What is being asked: Copy the records starting at the line containing "for man with" and ending at the line containing "[1191,106,1271,156]", adding 93 to every box coordinate in the answers. Keep all other lines in that span unchanged, and give only those lines.

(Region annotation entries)
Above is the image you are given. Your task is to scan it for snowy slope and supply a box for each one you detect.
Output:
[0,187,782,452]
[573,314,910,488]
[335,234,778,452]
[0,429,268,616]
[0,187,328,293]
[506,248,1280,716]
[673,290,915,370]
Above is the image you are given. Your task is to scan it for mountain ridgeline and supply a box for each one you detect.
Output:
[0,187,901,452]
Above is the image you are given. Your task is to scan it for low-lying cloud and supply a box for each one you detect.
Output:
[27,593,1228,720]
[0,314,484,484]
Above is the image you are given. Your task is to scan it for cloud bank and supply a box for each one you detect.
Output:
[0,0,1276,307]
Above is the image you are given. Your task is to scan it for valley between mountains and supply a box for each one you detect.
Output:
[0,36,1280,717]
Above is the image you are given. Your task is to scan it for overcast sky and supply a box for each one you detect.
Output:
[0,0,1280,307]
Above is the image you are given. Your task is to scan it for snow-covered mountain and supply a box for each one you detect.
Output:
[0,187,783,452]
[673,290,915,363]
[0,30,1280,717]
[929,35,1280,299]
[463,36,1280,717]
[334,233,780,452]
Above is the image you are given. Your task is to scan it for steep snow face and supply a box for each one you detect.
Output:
...
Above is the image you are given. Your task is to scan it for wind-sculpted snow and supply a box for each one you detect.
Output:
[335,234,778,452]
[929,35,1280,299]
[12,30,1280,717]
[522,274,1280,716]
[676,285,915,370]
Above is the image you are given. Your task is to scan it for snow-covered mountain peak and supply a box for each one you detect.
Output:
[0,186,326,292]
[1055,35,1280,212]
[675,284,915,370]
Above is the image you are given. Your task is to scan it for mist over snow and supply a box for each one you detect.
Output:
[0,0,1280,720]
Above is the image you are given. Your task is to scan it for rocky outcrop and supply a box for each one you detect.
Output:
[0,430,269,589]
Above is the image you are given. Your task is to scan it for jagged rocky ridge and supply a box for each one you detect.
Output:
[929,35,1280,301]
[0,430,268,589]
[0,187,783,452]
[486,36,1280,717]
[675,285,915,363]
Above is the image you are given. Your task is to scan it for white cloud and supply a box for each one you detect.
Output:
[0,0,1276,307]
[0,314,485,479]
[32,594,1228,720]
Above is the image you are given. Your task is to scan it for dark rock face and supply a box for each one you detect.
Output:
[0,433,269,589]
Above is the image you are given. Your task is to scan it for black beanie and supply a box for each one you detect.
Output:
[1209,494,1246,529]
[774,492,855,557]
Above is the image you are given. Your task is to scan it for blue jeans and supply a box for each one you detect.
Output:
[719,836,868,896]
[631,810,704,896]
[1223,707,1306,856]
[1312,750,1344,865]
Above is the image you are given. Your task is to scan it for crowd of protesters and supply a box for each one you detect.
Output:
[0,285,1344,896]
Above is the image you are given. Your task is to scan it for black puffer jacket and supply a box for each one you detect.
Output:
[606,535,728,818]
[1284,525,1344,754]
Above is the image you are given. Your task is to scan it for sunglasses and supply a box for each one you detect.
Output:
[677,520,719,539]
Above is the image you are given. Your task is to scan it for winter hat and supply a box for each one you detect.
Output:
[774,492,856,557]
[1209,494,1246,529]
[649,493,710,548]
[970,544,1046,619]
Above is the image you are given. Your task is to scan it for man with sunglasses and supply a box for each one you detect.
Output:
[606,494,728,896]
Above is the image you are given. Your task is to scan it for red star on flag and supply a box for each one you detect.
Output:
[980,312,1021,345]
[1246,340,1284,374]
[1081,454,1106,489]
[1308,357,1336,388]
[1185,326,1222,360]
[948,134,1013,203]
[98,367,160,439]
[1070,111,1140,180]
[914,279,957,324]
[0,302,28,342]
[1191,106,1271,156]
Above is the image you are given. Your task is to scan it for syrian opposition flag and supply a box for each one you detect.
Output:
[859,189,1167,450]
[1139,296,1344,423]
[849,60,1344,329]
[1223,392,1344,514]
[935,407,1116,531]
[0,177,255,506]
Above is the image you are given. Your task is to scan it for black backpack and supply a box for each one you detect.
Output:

Response to the task:
Above is the image you are given. Your task is to scan it for man with sunglasses and supply a box for each one you detect.
Output:
[699,587,821,989]
Above is the image you are given. Your task is to scan it for red star on flag and supply a box for each one you detect.
Output:
[1073,405,1114,438]
[1339,433,1377,467]
[1174,547,1199,582]
[1401,450,1429,481]
[1278,419,1315,453]
[1041,227,1106,296]
[191,460,253,532]
[1163,204,1233,273]
[1007,372,1050,417]
[93,395,121,435]
[1284,199,1364,249]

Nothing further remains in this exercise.